╭─ THE RECORDS

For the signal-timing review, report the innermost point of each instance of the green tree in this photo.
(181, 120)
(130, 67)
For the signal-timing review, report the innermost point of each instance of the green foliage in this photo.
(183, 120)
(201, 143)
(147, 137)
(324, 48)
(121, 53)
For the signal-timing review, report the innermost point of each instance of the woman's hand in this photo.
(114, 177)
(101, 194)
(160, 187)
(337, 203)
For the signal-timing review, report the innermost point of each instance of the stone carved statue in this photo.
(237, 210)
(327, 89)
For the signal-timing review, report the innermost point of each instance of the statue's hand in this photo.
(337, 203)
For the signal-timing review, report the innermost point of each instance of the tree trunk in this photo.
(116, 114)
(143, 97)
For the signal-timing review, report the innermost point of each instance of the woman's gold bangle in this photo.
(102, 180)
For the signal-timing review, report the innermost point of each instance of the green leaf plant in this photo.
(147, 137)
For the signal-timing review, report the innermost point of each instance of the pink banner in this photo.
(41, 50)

╰─
╭─ THE RECORDS

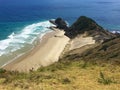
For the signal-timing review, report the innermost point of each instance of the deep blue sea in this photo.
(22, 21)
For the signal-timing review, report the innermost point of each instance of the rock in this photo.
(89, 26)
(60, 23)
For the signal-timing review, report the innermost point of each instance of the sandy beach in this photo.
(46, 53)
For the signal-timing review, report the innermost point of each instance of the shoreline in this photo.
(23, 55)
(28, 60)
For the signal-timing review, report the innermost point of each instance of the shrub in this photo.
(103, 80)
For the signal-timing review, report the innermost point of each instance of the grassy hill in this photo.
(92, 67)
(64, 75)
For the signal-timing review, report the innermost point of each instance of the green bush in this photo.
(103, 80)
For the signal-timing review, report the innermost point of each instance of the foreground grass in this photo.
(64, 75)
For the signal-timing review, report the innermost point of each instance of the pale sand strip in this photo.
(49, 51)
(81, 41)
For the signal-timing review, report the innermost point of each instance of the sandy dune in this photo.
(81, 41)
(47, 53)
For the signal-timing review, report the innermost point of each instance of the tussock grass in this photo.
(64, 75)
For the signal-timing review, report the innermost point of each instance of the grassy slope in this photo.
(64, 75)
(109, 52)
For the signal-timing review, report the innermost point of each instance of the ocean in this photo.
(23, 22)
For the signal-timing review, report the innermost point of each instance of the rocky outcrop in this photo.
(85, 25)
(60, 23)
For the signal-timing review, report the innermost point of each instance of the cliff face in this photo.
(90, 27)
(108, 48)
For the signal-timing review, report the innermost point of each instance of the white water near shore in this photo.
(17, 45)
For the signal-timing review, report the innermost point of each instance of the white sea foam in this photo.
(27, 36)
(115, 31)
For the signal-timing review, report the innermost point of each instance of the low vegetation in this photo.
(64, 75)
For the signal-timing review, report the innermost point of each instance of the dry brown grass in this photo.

╰─
╭─ THE RECORDS

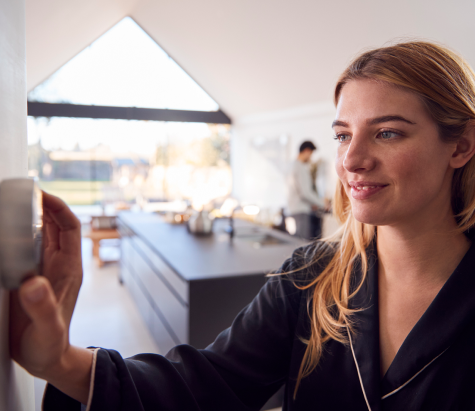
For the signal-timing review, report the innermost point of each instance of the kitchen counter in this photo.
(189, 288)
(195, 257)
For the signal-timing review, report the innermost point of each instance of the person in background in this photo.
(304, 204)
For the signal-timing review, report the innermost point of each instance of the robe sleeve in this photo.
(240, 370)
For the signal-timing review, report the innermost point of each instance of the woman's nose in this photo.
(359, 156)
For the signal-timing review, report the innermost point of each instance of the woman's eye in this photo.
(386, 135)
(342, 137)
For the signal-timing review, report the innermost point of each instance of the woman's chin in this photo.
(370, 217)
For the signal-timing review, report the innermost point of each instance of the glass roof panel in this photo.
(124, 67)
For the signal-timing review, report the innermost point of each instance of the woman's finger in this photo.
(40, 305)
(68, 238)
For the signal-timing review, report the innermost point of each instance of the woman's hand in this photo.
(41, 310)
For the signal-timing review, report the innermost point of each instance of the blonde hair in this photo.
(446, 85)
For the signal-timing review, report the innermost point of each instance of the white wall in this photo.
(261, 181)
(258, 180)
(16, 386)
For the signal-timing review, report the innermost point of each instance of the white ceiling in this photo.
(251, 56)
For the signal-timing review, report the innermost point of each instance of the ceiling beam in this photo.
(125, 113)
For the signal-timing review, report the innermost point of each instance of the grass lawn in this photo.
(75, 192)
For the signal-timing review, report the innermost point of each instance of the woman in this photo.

╰─

Your answer should consist of the lines from the line with "chin in this photo." to the line with "woman in this photo." above, repeated exactly, both ends included.

For the signal-timing review, report the innermost point of each instance of the woman's chin in this photo.
(370, 217)
For the signal-timing review, report the innermost point of each instance of the glass roof panel in this photo.
(124, 67)
For the signal-timing review, report the innermost point of each instance of the woman's finger in this photo.
(40, 305)
(68, 238)
For the signal-timing review, report the innermost point of each instance of the woman's hand in this photo.
(41, 310)
For the signal-timing review, report the innermost point of each instance of the blonde hair in this photo.
(446, 85)
For the signal-timing review, report the innermost point of each instance of the white wall in this photo.
(261, 181)
(258, 180)
(16, 386)
For the signal-timing review, report the innermost point of each instance of the white ceiling in this photo.
(251, 56)
For the signal-timing review, report the innermost point of each instance of the ceiling beam in this photo.
(125, 113)
For the signal-timing review, report the innermost point of each instance of the grass lawn in this photo.
(75, 192)
For the signal-timing review, report the innermost point of each instance of the woman in this photo.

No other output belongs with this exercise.